Every entry that follows should be output again, word for word.

···

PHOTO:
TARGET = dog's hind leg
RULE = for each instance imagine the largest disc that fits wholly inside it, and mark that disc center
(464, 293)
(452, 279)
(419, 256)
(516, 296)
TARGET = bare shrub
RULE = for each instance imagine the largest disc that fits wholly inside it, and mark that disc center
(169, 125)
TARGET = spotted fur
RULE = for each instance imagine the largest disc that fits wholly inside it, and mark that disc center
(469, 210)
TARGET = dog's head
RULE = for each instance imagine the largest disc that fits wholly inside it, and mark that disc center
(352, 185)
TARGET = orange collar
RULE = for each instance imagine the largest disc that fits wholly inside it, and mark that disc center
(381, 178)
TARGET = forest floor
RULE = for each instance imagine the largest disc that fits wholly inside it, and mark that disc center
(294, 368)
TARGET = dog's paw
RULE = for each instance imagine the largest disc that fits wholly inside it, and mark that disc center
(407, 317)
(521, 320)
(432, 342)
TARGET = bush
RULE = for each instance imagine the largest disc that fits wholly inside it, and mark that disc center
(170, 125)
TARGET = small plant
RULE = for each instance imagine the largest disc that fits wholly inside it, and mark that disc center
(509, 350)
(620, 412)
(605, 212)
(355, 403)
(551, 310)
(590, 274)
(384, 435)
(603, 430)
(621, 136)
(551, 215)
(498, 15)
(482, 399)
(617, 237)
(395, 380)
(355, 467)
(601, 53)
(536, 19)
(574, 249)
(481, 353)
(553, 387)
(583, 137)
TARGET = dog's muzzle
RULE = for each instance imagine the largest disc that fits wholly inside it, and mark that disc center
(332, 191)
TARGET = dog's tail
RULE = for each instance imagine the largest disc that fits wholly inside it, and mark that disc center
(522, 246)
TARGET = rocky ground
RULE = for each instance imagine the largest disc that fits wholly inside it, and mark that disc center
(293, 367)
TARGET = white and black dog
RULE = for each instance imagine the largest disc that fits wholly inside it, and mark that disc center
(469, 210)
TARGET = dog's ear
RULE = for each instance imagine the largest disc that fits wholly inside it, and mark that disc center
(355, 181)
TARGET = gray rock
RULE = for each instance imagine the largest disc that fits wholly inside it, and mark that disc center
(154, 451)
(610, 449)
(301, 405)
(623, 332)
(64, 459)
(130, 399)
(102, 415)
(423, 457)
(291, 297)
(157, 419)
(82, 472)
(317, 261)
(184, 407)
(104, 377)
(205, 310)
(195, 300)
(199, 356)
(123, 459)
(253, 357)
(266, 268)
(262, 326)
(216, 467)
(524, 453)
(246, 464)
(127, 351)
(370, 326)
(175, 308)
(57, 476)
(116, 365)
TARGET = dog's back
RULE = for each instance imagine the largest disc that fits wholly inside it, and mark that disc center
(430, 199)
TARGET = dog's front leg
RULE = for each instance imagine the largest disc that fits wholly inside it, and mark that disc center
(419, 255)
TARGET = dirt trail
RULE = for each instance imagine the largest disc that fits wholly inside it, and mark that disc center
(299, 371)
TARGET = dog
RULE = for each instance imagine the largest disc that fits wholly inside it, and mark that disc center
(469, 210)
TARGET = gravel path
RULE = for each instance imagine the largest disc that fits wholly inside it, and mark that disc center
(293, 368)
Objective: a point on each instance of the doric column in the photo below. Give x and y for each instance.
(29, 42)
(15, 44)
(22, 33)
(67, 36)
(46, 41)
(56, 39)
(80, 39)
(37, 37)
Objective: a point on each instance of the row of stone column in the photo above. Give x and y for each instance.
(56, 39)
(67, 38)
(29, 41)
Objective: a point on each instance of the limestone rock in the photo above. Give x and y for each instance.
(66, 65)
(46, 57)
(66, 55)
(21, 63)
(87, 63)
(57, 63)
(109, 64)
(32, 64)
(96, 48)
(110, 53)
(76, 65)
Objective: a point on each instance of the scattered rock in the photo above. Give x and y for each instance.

···

▸ **Result**
PHOTO:
TARGET = dog's hind leg
RULE = for each instance imagine the largest disc that fits wholly inside it, and mark that disc center
(464, 293)
(452, 279)
(419, 256)
(516, 296)
TARGET = bare shrub
RULE = for each instance imagine the largest disc that fits wholly inside it, and mark that disc center
(169, 125)
TARGET = spotted fur
RULE = for each instance imagine the largest disc that fits wholly inside it, and mark that disc center
(469, 210)
TARGET = dog's head
RULE = for each instance imagine the largest disc that fits wholly inside it, and mark that disc center
(352, 185)
TARGET = orange collar
RULE = for each instance imagine the largest disc that fits wholly inside it, and mark that disc center
(381, 178)
TARGET = forest floor
RULE = for each instance imagine the largest disc that fits wholly inside it, and mark that disc center
(294, 368)
TARGET = dog's paw
RULE = for each instance imagine the largest disc that fits wholly inside it, and mark that disc center
(407, 317)
(521, 320)
(432, 342)
TARGET = bush
RULE = for each instance imagine the largest disc that fits wholly inside it, and mark that disc center
(170, 125)
TARGET = small plant
RULE = for each instance imagine the largest disc that fits wholly inside it, and mark that disc center
(509, 350)
(620, 412)
(605, 212)
(355, 403)
(551, 310)
(590, 274)
(384, 435)
(603, 430)
(621, 136)
(551, 215)
(498, 15)
(482, 399)
(617, 237)
(395, 380)
(355, 467)
(601, 53)
(536, 19)
(574, 249)
(481, 353)
(553, 387)
(583, 137)
TARGET = dog's muzzle
RULE = for each instance imagine the largest disc that fits wholly inside it, and mark that disc center
(332, 191)
TARGET = dog's tail
RULE = for each instance imagine the largest disc that fits wholly inside it, and mark that disc center
(522, 246)
TARGET = rocky ground
RULE = for each instance imagine the largest disc that fits wholly inside it, and mark that disc center
(293, 367)
TARGET = white and black dog
RULE = for each instance imagine the largest disc that fits wholly inside it, and mark that disc center
(469, 210)
TARGET = dog's ear
RULE = for each instance imagine the largest disc that fits wholly inside it, and mark that disc center
(355, 181)
TARGET = gray rock
RULE = for each instance imagine the largest disc that fits wholly inside it, and mark that disc center
(154, 451)
(610, 449)
(301, 405)
(623, 332)
(64, 459)
(130, 399)
(102, 415)
(423, 457)
(291, 297)
(157, 419)
(82, 472)
(317, 261)
(184, 407)
(104, 377)
(205, 310)
(195, 300)
(199, 356)
(123, 459)
(253, 357)
(266, 268)
(262, 326)
(216, 467)
(524, 453)
(246, 464)
(127, 351)
(370, 326)
(175, 308)
(57, 476)
(116, 365)
TARGET = dog's back
RULE = for each instance imagine the largest disc that fits wholly inside it, and mark that disc center
(430, 199)
TARGET = dog's front leg
RULE = for each instance imagine the largest disc that fits wholly inside it, and mark that disc center
(419, 255)
TARGET = dirt trail
RULE = for each instance imagine the largest disc that fits wholly inside it, and mark that disc center
(299, 371)
TARGET = dog
RULE = for each instance imagine the largest disc that fits wholly inside it, and mark that disc center
(469, 210)
TARGET = gravel path
RULE = for each instance imagine the largest disc that fits wholly inside it, and mark that disc center
(293, 368)
Objective: a point on each instance of the doric column in the photo below. Give x and y for each instance.
(29, 42)
(15, 44)
(22, 33)
(67, 36)
(46, 41)
(56, 39)
(80, 39)
(37, 37)
Objective: a point on each instance of the row of stone column in the photo above. Give x and y for each instance.
(56, 39)
(67, 38)
(29, 41)
Objective: a point on each instance of the limestone rock in the photo above. Give x and y for each instance.
(66, 65)
(46, 57)
(66, 55)
(21, 63)
(87, 63)
(57, 63)
(109, 64)
(32, 64)
(96, 48)
(110, 53)
(76, 65)
Objective: a point on each instance of the scattered rock in the photo above. Give x and y for each instance.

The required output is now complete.